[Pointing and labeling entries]
>> BEGIN
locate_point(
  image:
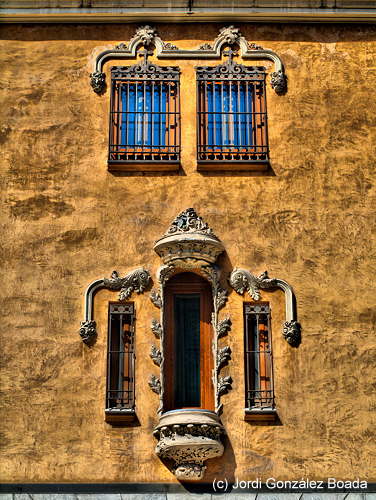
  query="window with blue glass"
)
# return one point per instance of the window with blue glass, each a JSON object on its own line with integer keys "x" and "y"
{"x": 145, "y": 114}
{"x": 232, "y": 119}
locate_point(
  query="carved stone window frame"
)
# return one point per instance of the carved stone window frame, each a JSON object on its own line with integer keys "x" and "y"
{"x": 147, "y": 36}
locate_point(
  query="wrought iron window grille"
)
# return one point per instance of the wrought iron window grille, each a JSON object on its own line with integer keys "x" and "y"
{"x": 258, "y": 357}
{"x": 145, "y": 114}
{"x": 231, "y": 113}
{"x": 120, "y": 393}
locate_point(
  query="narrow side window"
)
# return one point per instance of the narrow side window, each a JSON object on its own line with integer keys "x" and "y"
{"x": 259, "y": 397}
{"x": 120, "y": 394}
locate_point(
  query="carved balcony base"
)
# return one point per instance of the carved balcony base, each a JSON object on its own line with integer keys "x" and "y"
{"x": 189, "y": 437}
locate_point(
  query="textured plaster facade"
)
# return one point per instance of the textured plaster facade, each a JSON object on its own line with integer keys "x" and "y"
{"x": 68, "y": 221}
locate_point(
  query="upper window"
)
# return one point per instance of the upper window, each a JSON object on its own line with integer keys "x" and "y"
{"x": 145, "y": 115}
{"x": 188, "y": 354}
{"x": 232, "y": 120}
>> END
- Task to complete
Give every line back word for word and leave the pictures out.

- Answer to this problem
locate_point(
  image:
  query="window with blue glass"
)
# return one point per instance of the window with blue glass, each a JSON object on its own line with integer keys "x" and "y"
{"x": 145, "y": 114}
{"x": 232, "y": 119}
locate_point(
  query="carved stone window frame"
)
# return one point per instance of the carved stone window frame, each a JSON object on its own line with integer keys "x" and "y"
{"x": 147, "y": 36}
locate_point(
  query="wrought iron window grille"
)
# return one point per instance of the wrought iron window grille, each a JSON object on its own line with integer keys "x" and "y"
{"x": 258, "y": 357}
{"x": 145, "y": 114}
{"x": 231, "y": 113}
{"x": 120, "y": 393}
locate_point(
  query="narrow side window"
)
# return one point per instance of the narrow side window, each a JSON object on its own line with integer keys "x" and "y"
{"x": 259, "y": 397}
{"x": 120, "y": 394}
locate_point(
  query="carved balcony base"
)
# return one point per instance of the carved balcony base, each a JSON object on its own line with integer keys "x" and "y"
{"x": 189, "y": 437}
locate_point(
  query="textured plaster facade"
)
# return one point per instance of the textured plaster facade, each a JSON object on its own line with integer keys "x" and "y"
{"x": 68, "y": 221}
locate_point(
  query="upper window"
)
# return one point per instance of the upper window, each a JSON object on its own line with integer keys "x" and "y"
{"x": 145, "y": 115}
{"x": 188, "y": 354}
{"x": 232, "y": 120}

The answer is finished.